• **Exercise task**
Find the line that contains "sky in the photo above.". Copy it and every line after it to the end of the material below, exactly, with no pictures.

• **Provided data**
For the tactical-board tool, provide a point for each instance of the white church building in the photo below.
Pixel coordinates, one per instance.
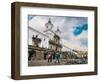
(47, 39)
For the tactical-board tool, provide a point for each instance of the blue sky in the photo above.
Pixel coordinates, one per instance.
(74, 30)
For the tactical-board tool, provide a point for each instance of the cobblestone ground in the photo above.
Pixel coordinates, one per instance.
(62, 62)
(45, 62)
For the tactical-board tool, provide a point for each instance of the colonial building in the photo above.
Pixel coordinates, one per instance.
(49, 38)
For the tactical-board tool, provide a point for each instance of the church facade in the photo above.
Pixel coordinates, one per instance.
(48, 39)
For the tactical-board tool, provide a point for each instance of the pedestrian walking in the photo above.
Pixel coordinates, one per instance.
(57, 57)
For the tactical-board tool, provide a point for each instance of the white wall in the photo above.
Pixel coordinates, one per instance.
(5, 40)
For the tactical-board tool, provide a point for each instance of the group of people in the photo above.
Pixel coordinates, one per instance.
(53, 56)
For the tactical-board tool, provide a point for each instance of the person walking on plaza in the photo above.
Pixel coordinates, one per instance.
(49, 57)
(57, 57)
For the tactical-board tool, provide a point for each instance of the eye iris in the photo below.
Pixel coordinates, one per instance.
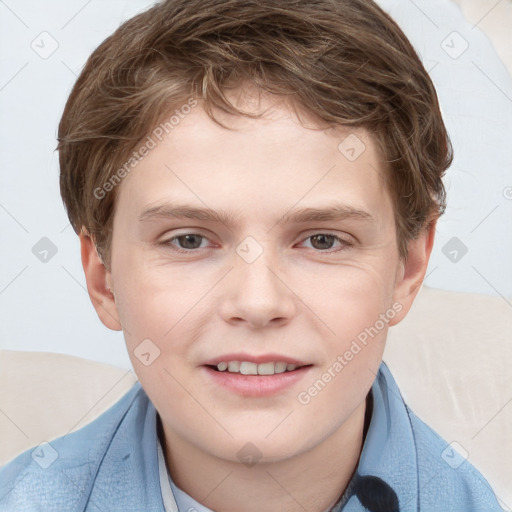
(323, 240)
(189, 241)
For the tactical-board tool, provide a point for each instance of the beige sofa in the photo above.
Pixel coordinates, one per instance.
(452, 358)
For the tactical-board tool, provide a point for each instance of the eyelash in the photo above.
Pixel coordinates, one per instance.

• **The output**
For the tactical-board tool, provide a point for each instance of the blue sky in the photo above.
Pixel coordinates, one per instance.
(74, 30)
For the tactical-board tool, provide a point for each instance of the cobblestone ground in the photo above.
Pixel coordinates, one per instance.
(62, 62)
(45, 62)
For the tactical-board tool, provide a point for each instance of the colonial building in the photo above.
Pixel coordinates, one per instance.
(49, 38)
For the tactical-board tool, provide a point for each instance of the church facade in the photo above.
Pixel coordinates, one per instance.
(48, 39)
For the tactical-board tool, provide a point for each instance of the pedestrian walking in the photo above.
Pixel coordinates, one per instance.
(57, 57)
For the tactical-board tool, provide a point for each instance of the white wall in the photo above.
Pixel coordinates, one per instance.
(5, 40)
For the tactical-board tool, provide a point for each instance of the group of people in the photo above.
Pixel coordinates, one per instance.
(53, 56)
For the tactical-board tool, provide a point for each instance of the person walking on plaza in the photo above.
Pixel coordinates, one per instance.
(49, 57)
(57, 57)
For the tactical-board tool, provide a point for each instance of the eye iris in the photo below.
Pixel coordinates, one per instance.
(323, 240)
(189, 241)
For the tactical-board tool, provide a point for each instance of the beige sofa in the photo above.
Pixel coordinates, one per instance.
(452, 358)
For the tactical-board tool, provide a point for each instance of the eyelash in the photo above.
Pixel coordinates, one per instance.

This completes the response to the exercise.